** Selected passage **
----------

However, I want to take a step deeper. I believe there is another reason why it wasn’t good for Adam to be alone. Adam didn’t have someone to share his delight and joy and passion for God with.
Think with me. When you really like someone or something, don’t you feel an urge to share it with someone else? If you experienced the most awesome thing, you can’t wait to tell someone else. That’s why we talk about all sorts of things, like our favorite actors, movies, books, tv shows, games, clothes, style, and what we did. We experienced something and have a desire to share it with someone else.
So let’s take what we experience and think a little more. Adam is experiencing God. Adam is also experiencing all these new and wonderful things. But he had no one to tell it to. He couldn’t tell a tree or a cat, “DID you see that! Did you see How God did that?! Do you see what He has made?” Why? Because a tree’s and cat’s aren’t human. They don’t talk. They don’t experience or see what humans do. They can’t understand a man who gets excited about God. But another human being could, and that would be a joyful thing to share each others joys.
So God made someone fit just for Adam. To be a helper. A co-laborer. A sharer. To both fulfill God’s command and enjoy God.
Notice the verse also doesn’t say, “I will make a god fit for…” no, Eve wasn’t a god. It didn’t say “I will make a person who Adam will find all his joy and satisfaction in..” No. She wasn’t Adams joy and satisfaction. She wasn’t Adams world. No. She was a helper. She shared in what Adam felt, what Adam did, what Adam experienced, and what Adam was passionate about. And they both got to say and share with one another the wonders of who God is.

----------

** What you are asked to do **
Reproduce the passage about Adam word for word, starting at "Notice the verse" and ending at "who God is.". You won't need the data that comes next.

Items listed in a dataset
----------

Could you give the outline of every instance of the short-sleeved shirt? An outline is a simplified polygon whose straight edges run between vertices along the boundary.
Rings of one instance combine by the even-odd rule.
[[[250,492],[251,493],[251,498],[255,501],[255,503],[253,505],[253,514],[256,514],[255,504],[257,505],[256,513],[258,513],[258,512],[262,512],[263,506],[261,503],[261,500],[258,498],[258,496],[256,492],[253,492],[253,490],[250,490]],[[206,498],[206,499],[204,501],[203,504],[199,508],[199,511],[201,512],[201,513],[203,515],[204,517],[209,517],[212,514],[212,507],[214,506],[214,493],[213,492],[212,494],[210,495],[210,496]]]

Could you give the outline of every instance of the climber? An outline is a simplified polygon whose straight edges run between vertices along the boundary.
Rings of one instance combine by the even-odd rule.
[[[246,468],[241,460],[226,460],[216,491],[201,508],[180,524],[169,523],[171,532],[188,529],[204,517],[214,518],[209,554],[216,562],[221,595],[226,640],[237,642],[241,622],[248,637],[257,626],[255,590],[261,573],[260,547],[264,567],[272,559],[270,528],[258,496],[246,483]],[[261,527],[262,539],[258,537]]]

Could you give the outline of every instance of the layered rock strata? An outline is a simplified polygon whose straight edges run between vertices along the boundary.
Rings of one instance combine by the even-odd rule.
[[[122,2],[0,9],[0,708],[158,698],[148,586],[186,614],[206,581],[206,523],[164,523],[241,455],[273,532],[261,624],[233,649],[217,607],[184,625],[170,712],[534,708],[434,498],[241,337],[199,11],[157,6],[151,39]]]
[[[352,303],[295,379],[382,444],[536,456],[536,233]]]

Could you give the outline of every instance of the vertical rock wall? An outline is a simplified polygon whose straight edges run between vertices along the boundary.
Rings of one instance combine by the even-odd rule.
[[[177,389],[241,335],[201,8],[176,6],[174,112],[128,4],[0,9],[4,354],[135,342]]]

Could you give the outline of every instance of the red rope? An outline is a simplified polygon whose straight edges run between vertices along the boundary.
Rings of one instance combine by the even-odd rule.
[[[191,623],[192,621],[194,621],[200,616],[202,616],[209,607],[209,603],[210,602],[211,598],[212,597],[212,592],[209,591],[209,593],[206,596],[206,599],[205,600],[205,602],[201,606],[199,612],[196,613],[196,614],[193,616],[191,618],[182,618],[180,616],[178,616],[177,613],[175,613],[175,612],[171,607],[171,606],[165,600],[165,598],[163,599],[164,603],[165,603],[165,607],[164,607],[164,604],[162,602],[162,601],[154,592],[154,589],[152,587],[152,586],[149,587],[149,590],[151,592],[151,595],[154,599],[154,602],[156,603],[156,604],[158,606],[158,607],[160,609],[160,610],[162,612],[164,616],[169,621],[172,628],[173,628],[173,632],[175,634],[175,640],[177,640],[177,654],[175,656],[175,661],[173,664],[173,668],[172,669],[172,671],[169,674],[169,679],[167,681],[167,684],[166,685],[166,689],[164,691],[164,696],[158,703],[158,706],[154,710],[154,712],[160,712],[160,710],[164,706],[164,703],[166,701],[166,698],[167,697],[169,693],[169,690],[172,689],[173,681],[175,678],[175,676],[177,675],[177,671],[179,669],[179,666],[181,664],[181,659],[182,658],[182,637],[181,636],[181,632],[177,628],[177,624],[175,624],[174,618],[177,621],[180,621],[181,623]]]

----------

** Reply to the task **
Notice the verse also doesn’t say, “I will make a god fit for…” no, Eve wasn’t a god. It didn’t say “I will make a person who Adam will find all his joy and satisfaction in..” No. She wasn’t Adams joy and satisfaction. She wasn’t Adams world. No. She was a helper. She shared in what Adam felt, what Adam did, what Adam experienced, and what Adam was passionate about. And they both got to say and share with one another the wonders of who God is.